Task objective =>
Go through the entries below. Copy out every line that contains "mirror".

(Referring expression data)
####
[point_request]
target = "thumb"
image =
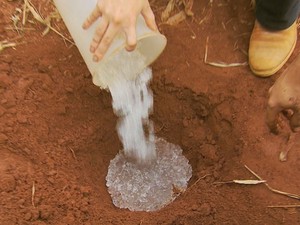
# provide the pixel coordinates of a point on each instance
(149, 17)
(130, 38)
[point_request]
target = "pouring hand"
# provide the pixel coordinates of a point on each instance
(116, 16)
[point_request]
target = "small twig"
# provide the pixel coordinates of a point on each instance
(33, 194)
(73, 153)
(246, 182)
(200, 178)
(272, 189)
(284, 206)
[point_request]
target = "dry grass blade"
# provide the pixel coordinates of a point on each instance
(220, 64)
(33, 194)
(272, 189)
(250, 182)
(45, 22)
(225, 65)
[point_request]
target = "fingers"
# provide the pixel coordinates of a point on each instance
(105, 42)
(92, 18)
(130, 37)
(149, 17)
(99, 33)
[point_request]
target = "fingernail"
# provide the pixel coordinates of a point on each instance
(95, 58)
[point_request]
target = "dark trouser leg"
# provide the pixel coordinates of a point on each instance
(277, 14)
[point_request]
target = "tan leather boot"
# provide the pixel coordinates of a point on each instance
(269, 50)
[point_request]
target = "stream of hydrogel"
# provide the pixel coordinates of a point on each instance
(142, 177)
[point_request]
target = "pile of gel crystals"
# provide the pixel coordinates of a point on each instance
(158, 168)
(149, 188)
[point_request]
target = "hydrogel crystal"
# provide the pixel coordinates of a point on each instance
(147, 182)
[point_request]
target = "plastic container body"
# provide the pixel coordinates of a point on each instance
(150, 44)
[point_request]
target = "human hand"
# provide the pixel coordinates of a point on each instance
(283, 95)
(116, 16)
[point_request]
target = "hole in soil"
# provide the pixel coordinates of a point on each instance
(199, 125)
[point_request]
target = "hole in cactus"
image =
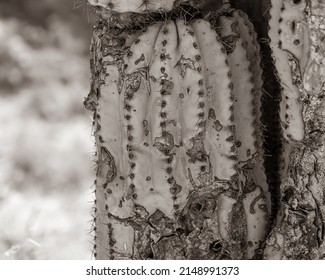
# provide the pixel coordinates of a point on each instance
(216, 246)
(293, 26)
(296, 42)
(197, 207)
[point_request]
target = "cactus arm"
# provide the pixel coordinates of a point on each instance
(290, 106)
(254, 201)
(299, 231)
(293, 31)
(252, 47)
(220, 137)
(242, 91)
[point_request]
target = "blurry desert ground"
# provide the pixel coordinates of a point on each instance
(46, 148)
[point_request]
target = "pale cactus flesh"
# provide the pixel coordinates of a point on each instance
(177, 101)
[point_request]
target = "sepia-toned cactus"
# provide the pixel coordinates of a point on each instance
(176, 95)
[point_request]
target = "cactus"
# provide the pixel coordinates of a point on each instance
(176, 96)
(299, 229)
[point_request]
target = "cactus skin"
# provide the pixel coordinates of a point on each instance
(299, 229)
(284, 15)
(167, 132)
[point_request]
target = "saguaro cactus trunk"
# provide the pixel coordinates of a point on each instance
(176, 96)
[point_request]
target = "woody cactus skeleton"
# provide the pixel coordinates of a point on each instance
(176, 96)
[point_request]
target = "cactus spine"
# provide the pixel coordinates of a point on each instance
(176, 96)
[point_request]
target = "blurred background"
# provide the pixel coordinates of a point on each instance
(46, 147)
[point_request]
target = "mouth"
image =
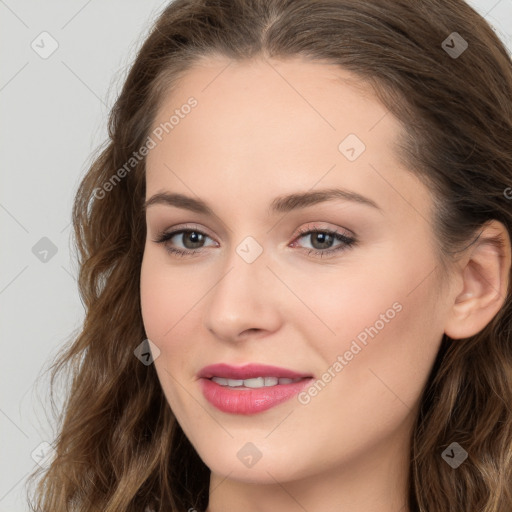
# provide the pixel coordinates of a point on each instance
(250, 389)
(255, 382)
(251, 375)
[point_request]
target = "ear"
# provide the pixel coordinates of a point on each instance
(484, 277)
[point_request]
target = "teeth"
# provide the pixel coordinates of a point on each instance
(257, 382)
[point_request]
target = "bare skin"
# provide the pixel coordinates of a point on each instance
(262, 130)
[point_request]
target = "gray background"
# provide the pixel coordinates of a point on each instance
(53, 117)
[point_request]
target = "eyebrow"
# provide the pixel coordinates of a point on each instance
(281, 204)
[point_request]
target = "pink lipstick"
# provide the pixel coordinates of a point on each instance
(251, 388)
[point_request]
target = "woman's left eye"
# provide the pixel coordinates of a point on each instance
(320, 239)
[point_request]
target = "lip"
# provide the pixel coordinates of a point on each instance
(248, 371)
(249, 400)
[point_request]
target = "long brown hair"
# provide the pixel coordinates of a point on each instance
(119, 447)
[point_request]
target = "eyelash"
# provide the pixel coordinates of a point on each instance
(348, 242)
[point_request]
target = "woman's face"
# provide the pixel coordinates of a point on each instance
(363, 320)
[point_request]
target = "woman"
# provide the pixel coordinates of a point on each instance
(295, 260)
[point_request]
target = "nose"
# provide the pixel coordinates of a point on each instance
(245, 300)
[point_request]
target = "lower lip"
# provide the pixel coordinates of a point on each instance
(250, 400)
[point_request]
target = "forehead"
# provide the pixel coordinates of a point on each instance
(270, 127)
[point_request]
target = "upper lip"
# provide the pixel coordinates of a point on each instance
(248, 371)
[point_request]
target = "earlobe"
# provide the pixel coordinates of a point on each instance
(485, 280)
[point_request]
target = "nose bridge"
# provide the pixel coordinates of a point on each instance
(242, 298)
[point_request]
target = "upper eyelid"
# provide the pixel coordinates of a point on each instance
(303, 231)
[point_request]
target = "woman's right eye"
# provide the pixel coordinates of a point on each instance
(196, 237)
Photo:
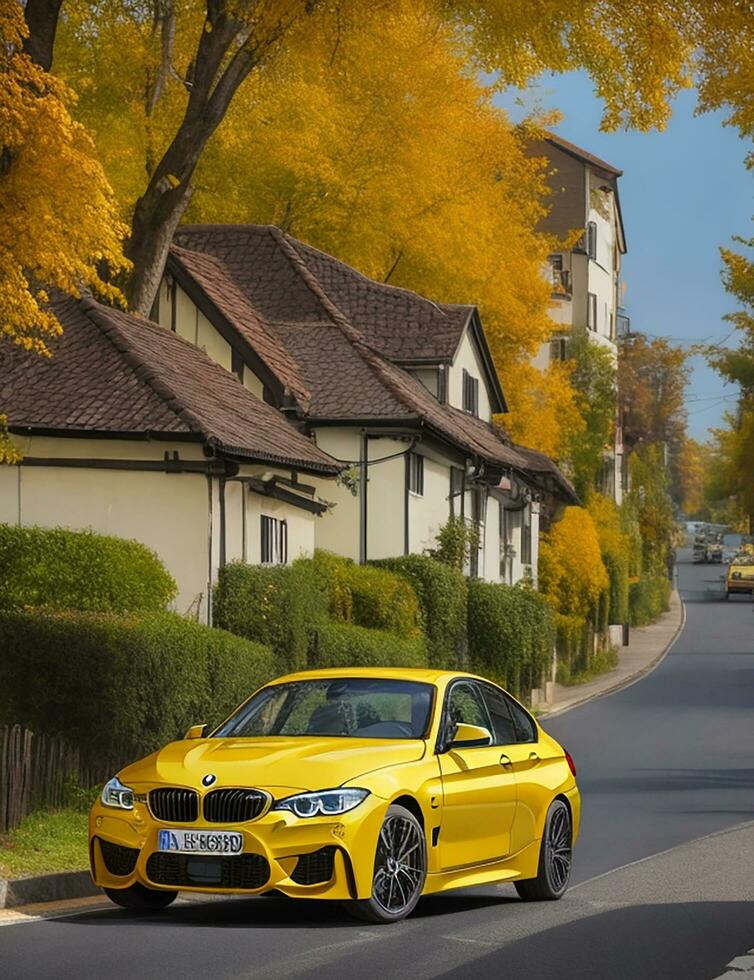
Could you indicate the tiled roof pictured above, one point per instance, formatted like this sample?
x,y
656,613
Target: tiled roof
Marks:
x,y
584,155
112,372
292,291
401,324
221,290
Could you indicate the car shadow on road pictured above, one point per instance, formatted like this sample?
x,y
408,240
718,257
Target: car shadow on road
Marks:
x,y
684,941
261,912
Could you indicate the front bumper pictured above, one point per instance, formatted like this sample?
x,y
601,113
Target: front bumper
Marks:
x,y
317,857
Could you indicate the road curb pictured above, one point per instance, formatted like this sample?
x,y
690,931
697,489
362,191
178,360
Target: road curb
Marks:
x,y
46,888
626,681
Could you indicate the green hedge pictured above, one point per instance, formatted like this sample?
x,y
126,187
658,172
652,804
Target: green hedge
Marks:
x,y
649,598
345,645
279,606
442,592
367,595
122,686
511,635
81,570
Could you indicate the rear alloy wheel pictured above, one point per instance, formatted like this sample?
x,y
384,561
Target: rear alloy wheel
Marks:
x,y
555,855
400,869
137,898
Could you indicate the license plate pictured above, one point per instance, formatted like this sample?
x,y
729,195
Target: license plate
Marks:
x,y
201,841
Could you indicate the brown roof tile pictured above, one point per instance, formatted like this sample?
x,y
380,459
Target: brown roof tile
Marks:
x,y
317,306
114,372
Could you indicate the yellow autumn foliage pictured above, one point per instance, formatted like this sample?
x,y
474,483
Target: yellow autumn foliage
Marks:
x,y
544,408
58,216
571,572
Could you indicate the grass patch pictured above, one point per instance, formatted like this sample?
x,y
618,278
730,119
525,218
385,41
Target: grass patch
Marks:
x,y
45,842
601,663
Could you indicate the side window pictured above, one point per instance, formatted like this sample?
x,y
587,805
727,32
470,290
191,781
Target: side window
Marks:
x,y
465,706
503,728
525,727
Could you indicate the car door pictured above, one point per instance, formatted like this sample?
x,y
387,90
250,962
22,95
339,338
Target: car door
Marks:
x,y
531,760
479,791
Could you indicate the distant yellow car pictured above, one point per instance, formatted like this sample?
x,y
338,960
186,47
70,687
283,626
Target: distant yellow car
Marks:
x,y
740,579
369,786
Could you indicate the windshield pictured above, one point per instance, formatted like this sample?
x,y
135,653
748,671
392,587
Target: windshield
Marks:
x,y
347,707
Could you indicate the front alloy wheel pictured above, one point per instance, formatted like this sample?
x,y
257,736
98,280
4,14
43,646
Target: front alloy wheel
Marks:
x,y
555,857
400,869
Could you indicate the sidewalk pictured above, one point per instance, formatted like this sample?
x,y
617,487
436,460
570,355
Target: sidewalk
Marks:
x,y
648,645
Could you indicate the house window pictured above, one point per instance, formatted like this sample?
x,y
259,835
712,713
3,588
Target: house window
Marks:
x,y
456,491
559,349
274,550
416,474
236,363
591,239
526,536
591,311
560,277
470,394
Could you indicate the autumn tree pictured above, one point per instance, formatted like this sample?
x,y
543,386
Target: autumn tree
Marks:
x,y
653,376
58,219
198,55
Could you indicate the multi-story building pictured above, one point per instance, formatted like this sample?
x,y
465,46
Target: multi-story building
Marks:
x,y
585,206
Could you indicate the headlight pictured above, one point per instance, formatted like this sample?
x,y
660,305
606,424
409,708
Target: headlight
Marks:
x,y
326,802
117,795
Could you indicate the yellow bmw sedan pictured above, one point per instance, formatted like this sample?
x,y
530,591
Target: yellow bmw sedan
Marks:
x,y
369,786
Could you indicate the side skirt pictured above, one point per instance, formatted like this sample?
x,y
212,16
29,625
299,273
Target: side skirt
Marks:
x,y
521,865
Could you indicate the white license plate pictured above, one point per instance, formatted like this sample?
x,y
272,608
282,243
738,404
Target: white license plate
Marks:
x,y
200,841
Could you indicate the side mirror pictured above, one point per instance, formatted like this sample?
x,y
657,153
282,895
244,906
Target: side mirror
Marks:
x,y
196,731
470,736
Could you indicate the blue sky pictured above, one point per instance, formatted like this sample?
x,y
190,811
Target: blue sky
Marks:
x,y
684,192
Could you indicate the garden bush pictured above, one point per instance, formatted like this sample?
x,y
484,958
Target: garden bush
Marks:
x,y
120,686
346,645
367,595
81,570
649,596
511,635
442,592
280,606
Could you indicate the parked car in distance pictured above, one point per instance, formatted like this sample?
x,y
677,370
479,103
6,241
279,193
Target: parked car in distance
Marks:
x,y
740,578
369,786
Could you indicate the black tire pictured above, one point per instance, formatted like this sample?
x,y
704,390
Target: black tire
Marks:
x,y
555,856
396,885
137,898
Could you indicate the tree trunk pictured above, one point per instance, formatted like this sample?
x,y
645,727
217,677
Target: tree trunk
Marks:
x,y
42,20
227,51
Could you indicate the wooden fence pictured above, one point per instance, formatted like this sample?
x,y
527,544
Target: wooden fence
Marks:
x,y
39,771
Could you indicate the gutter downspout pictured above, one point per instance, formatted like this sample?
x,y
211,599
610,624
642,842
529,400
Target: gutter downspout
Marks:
x,y
209,549
363,477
####
Solution to the problem =>
Could you indicate the side mirror pictured above, one point per instance, formatted like this sample?
Target: side mirror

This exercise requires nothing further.